Shalisha Morgan, owner of the Geek in Heels tech repair business.









While it was happening, a random passerby - a total stranger who gave her the willies - tried to entice Morgan into his car. With the Uber driver's encouragement. And before it was all over, police were summoned.
Not the way anybody wants to end a long workday.
So why on earth would Morgan consider another Uber ride?

*Few options, none good*
Morgan most definitely does not fit anyone's image of an IT guy. She's female (duh), petite, outgoing and well-dressed. No mustard- stained sweats for her.

https://www.journalnow.com/news/col...cle_a45bd2ef-5074-5fd6-9bb4-90fa38d61d00.html
Along the way to her condo on the north side of the city, Morgan offered navigational help. Suggestions on where to turn, that sort of thing. Nothing odd or out of bounds about that.
She would know the best way to her own home, right?

After one suggestion - veer right at a V-shaped intersection at Bethabara Road and Pinewood Drive - she said the driver came to an abrupt stop across a travel lane and ordered her out.


----------



## SHalester (Aug 25, 2019)

must be a driver from this forum, aye?


----------



## 1.5xorbust (Nov 22, 2017)

Driver was probably a UP member who doesn’t tolerate back seat drivers.


----------



## ntcindetroit (Mar 23, 2017)

I like the way Uber runs their biz. Keep riders and drivers hate each other. So there are rooms for others to create a different biz models.


----------



## WAHN (May 6, 2019)

> She turned on a Podcast and tried to decompress. "It was a nice, quiet ride," she said. "I was grateful for that."


Good. Sit back, relax, and you'll get home safely.



> Along the way to her condo on the north side of the city, Morgan offered navigational help. Suggestions on where to turn, that sort of thing. Nothing odd or out of bounds about that.


I thought she was trying to decompress and listening to a podcast.

In what manner and tone did she offer "navigational help".

We'll likely never know.


----------



## Asificarewhatyoudontthink (Jul 6, 2017)

Lissetti said:


> I don't know, I'm seeing a well dressed, professional looking business woman here. It says she owns her own business, which is clearly in a mall. I bet she's used to dealing with all types of people and behaviors.
> 
> Nothing I see here would indicate any problems having her as a rider. Clean cut clothes, professional hair cut.....
> 
> ...


As CEOs and others have proven time and again "owning a business" isn't any indication of class.
Also, when posing for a photo for a news article where one wants to appear as the "good guy" it is unlikely the person is going to show their 'ass' as they may have in a situation that warranted being ejected from a ride.

That being said, there is nothing in the OP that gives information on "Why" she was ejected and I haven't read anything of value that might provide that insight.
For the drivers sake I hope they had dash cam footage proving the person needed to be ejected then and there and no further.

As to the racist in this thread, thank you for showing YOUR ass so the rest of us can put you on ignore.


----------



## Lissetti (Dec 20, 2016)

WAHN said:


> Yep, and after working in a mall dealing with @@@@@@@@ all day, who knows what kind of mood she's in. After all, the article said she needed to "decompress".
> 
> Don't judge a book by its cover. :biggrin:
> 
> Yes. The other side of the story, which we'll never get.

Given task A → In the Uber ride thread, at which intersection did Morgan suggest the driver veer right?
Given task B → Echo the Uber ride thread word for word, from "## Asificarewhatyoudontthink (Jul" up to and including "people and behaviors.".
Given task C → Carry on the Uber ride thread from the point where it stops.

Dataset excerpts →
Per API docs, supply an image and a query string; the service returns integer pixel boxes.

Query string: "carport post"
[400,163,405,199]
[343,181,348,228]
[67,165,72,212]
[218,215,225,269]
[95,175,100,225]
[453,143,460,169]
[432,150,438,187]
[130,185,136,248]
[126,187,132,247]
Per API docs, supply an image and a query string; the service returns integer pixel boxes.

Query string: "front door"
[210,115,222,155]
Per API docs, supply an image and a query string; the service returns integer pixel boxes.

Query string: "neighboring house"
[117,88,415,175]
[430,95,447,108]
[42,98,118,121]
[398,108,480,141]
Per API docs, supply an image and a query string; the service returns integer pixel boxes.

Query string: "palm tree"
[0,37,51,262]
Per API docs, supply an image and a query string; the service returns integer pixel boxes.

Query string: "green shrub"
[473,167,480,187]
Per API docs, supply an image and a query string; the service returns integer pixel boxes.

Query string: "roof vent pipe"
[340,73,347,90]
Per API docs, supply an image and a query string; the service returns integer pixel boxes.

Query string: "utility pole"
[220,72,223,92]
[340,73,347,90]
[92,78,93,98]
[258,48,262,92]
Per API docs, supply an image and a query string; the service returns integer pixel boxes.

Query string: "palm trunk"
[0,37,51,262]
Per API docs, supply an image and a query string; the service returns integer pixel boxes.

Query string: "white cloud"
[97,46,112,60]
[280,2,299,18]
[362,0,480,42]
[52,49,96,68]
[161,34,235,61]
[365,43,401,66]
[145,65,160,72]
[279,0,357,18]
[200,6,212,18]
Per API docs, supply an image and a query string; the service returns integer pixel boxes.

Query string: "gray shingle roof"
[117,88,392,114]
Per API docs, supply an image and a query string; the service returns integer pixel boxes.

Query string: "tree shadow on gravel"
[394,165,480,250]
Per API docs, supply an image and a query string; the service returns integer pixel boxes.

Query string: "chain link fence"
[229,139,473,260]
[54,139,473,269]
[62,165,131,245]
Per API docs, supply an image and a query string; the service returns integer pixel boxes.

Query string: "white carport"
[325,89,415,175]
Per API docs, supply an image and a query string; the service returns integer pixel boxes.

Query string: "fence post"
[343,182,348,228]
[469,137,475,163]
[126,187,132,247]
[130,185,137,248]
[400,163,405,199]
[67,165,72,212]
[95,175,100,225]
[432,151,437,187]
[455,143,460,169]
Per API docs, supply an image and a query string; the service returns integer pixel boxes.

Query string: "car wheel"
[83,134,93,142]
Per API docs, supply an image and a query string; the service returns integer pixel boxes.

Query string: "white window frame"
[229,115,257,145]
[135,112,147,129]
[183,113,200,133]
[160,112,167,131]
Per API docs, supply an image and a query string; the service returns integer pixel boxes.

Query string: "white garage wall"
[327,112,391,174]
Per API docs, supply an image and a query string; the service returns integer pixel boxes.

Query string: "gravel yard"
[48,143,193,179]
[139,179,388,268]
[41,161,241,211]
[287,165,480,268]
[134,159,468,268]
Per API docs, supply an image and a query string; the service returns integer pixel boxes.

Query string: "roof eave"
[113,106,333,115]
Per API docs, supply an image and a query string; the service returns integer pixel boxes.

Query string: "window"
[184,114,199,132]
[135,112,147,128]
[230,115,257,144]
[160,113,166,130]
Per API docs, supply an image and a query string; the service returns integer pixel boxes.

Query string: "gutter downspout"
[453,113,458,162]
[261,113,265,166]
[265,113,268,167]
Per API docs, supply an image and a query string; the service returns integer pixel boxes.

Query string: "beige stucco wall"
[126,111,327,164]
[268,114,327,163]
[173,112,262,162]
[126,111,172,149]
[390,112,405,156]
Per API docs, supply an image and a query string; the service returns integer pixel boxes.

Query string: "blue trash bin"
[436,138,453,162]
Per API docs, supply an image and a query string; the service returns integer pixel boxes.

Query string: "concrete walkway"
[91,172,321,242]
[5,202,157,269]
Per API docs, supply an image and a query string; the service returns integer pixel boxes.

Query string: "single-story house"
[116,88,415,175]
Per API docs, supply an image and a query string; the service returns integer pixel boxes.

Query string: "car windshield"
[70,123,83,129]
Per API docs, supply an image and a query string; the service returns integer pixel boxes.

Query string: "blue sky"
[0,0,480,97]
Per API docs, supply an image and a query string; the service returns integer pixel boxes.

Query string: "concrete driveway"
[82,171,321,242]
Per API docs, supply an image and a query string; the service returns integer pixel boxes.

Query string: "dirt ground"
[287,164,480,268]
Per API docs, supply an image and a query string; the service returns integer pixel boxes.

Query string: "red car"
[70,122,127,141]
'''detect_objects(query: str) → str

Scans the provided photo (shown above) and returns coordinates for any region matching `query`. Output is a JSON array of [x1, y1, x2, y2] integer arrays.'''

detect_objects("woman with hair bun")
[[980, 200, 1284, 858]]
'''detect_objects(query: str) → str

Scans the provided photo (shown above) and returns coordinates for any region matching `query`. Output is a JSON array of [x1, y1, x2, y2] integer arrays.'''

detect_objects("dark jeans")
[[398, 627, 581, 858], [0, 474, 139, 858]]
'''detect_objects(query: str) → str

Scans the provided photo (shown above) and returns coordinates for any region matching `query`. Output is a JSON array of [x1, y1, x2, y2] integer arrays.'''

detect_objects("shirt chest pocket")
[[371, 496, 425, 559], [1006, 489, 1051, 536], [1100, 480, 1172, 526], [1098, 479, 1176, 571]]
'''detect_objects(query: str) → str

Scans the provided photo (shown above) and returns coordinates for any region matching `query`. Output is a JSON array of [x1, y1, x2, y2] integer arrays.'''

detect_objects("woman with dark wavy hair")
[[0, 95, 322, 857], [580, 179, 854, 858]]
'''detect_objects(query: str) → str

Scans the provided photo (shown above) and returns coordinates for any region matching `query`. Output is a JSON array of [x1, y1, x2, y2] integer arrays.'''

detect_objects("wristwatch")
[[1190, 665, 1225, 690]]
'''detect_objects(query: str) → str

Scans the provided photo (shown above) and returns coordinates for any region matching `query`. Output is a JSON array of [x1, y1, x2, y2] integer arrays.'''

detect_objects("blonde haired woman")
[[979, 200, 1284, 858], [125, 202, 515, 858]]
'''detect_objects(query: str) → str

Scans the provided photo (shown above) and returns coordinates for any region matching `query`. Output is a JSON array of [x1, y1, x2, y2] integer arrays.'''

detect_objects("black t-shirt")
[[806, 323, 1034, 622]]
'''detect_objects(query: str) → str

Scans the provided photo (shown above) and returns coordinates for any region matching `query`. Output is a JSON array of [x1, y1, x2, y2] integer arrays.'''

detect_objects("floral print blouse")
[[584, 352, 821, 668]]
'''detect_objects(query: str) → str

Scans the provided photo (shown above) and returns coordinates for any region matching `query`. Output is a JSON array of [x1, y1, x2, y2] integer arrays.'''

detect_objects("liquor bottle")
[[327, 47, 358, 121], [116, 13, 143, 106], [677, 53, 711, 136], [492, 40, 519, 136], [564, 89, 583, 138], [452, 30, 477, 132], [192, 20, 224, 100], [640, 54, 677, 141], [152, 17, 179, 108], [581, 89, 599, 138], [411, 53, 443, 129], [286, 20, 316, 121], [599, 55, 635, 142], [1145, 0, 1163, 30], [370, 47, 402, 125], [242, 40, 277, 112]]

Output A → At the V-shaped intersection of Bethabara Road and Pinewood Drive.

Output B →
## Asificarewhatyoudontthink (Jul 6, 2017)

Lissetti said:


> I don't know, I'm seeing a well dressed, professional looking business woman here. It says she owns her own business, which is clearly in a mall. I bet she's used to dealing with all types of people and behaviors.

Output C →
I'm sure she wasn't the perfect little angel she's posing at in the picture. It's probably a business promotional photo, but I don't agree with screeching to a stop and dumping her off in the middle of nowhere over possible "entitlement" issues. That's something I would only do in a serious issue of driver safety, which I suppose the driver would have contacted the police for, had that happened.

I have been known for throwing pax out of my car, but its always in a populated location.

Anyways....more proof of why dash cams are a necessity.


----------



## Hans GrUber (Apr 23, 2016)

Look, I’ll break down exactly why this narrative is bullshit later, but it’s clearly skewed by not only the rider herself, but a journalist whose bias seems to be given away at certain points of the article as well.


----------



## WAHN (May 6, 2019)

Lissetti said:


> I have been known for throwing pax out of my car, but its always in a populated location.


----------



## Lissetti (Dec 20, 2016)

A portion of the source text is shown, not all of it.